# Exercise instructions
Go through the listing and copy each line that has the string "instance" in it.

• • •

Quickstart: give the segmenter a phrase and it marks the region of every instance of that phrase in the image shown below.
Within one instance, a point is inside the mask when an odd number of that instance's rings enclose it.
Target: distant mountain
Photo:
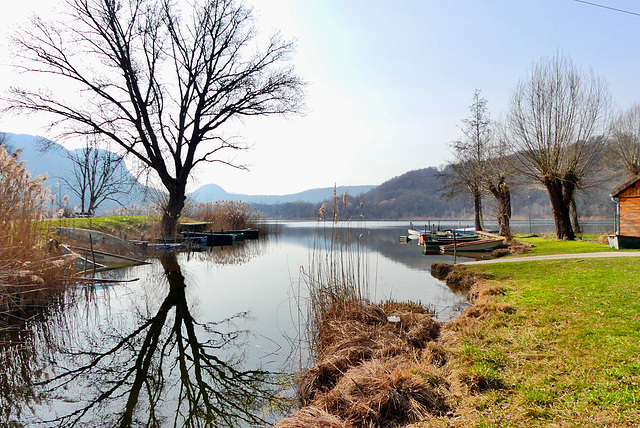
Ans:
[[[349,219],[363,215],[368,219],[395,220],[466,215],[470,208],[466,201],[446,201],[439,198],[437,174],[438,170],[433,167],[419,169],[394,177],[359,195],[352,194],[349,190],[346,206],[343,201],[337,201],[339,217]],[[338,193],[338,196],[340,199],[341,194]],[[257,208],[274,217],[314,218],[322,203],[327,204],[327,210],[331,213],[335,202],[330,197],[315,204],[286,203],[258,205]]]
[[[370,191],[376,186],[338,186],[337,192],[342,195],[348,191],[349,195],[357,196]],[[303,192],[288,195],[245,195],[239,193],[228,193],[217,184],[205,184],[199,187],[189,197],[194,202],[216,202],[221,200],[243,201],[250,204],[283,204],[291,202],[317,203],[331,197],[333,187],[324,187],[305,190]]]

• • •

# Response area
Quickstart: give the segmenter a phrase and it marks the region of every instance of that phrase in the image shown below.
Within one instance, a point is inside the mask when an odd number of that instance's rings enclose it.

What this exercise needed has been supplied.